▶ _SOURCE RECORDS_
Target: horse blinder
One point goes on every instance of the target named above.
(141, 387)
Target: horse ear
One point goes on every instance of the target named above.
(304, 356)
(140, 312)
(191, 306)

▶ _TASK DETAILS_
Could you write out the lines again, starting at the one that contains "Target: horse ear" and continuing to the end, with "instance" replaced by "occurrence" and nothing else changed?

▶ _SOLUTION TO THIS TASK_
Target: horse ear
One point goes on every occurrence of the target named above.
(304, 356)
(140, 312)
(191, 306)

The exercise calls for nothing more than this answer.